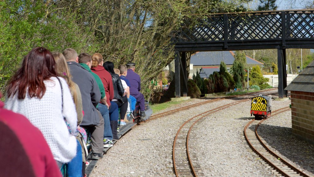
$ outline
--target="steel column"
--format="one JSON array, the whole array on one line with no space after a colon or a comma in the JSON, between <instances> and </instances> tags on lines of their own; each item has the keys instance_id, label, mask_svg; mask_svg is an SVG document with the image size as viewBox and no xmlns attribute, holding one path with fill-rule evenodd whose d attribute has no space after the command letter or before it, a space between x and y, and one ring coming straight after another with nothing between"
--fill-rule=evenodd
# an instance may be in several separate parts
<instances>
[{"instance_id":1,"label":"steel column","mask_svg":"<svg viewBox=\"0 0 314 177\"><path fill-rule=\"evenodd\" d=\"M284 74L286 70L285 66L284 66L283 52L282 49L277 49L278 57L278 94L279 98L284 97Z\"/></svg>"},{"instance_id":2,"label":"steel column","mask_svg":"<svg viewBox=\"0 0 314 177\"><path fill-rule=\"evenodd\" d=\"M282 61L283 62L284 70L283 75L283 84L284 90L284 95L285 97L287 97L288 95L288 91L284 90L285 88L287 87L287 70L286 69L287 67L286 66L287 65L287 60L286 60L286 49L282 49Z\"/></svg>"},{"instance_id":3,"label":"steel column","mask_svg":"<svg viewBox=\"0 0 314 177\"><path fill-rule=\"evenodd\" d=\"M175 83L176 84L176 98L181 95L180 85L180 55L179 52L175 52Z\"/></svg>"},{"instance_id":4,"label":"steel column","mask_svg":"<svg viewBox=\"0 0 314 177\"><path fill-rule=\"evenodd\" d=\"M181 78L183 80L183 88L182 88L182 92L183 96L187 96L187 72L186 52L182 52L181 55L181 64L182 73Z\"/></svg>"}]
</instances>

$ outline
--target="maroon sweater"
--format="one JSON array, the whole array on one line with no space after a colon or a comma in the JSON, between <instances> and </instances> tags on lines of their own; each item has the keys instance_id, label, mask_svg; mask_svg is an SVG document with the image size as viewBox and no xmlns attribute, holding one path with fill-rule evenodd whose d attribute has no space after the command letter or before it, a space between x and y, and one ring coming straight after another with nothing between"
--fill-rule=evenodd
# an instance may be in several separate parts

:: WHAT THIS TASK INVOLVES ::
Transcribe each of the rows above character for character, leaving out the pictures.

:: WRITTEN RESPONSE ::
$ outline
--target="steel column"
--format="one JSON array, the whole array on one line with no space after a colon or a comma in the JSON, between <instances> and </instances> tags on lines of their own; each item has the keys instance_id, label, mask_svg; mask_svg is an SVG document with the image size as viewBox and no xmlns attribute, holding one path with fill-rule evenodd whose d attribute has no space after the command letter or before it, a space between x and y, and one ring coming straight after another with nothing between"
--fill-rule=evenodd
# an instance may be in several separate parts
<instances>
[{"instance_id":1,"label":"steel column","mask_svg":"<svg viewBox=\"0 0 314 177\"><path fill-rule=\"evenodd\" d=\"M284 74L286 70L285 66L284 66L283 52L282 49L277 49L278 57L278 94L279 98L284 97Z\"/></svg>"},{"instance_id":2,"label":"steel column","mask_svg":"<svg viewBox=\"0 0 314 177\"><path fill-rule=\"evenodd\" d=\"M282 61L283 62L284 70L283 75L283 84L284 90L284 95L285 97L287 97L288 95L288 91L284 90L285 88L287 87L287 70L286 69L287 67L286 66L287 65L287 60L286 60L286 49L282 49Z\"/></svg>"},{"instance_id":3,"label":"steel column","mask_svg":"<svg viewBox=\"0 0 314 177\"><path fill-rule=\"evenodd\" d=\"M175 83L176 84L176 98L181 95L180 85L180 55L179 52L175 52Z\"/></svg>"},{"instance_id":4,"label":"steel column","mask_svg":"<svg viewBox=\"0 0 314 177\"><path fill-rule=\"evenodd\" d=\"M181 78L183 80L183 88L182 88L182 92L183 96L187 96L187 72L186 52L182 52L181 55L181 64L182 73Z\"/></svg>"}]
</instances>

$ outline
--target="maroon sweater"
--format="one JSON array, the whole array on one line with no space after a colon or a comma in the JSON, between <instances> and </instances> tags on lines of their own; each item has the keys instance_id, label, mask_svg; mask_svg is an SVG document with the image size as viewBox and no xmlns attribute, holding one path with fill-rule evenodd whose d attribute has no space after the command letter or before it, a space between x and y, and one ring coming straight after another with nothing between"
--fill-rule=evenodd
# an instance may be in several separate parts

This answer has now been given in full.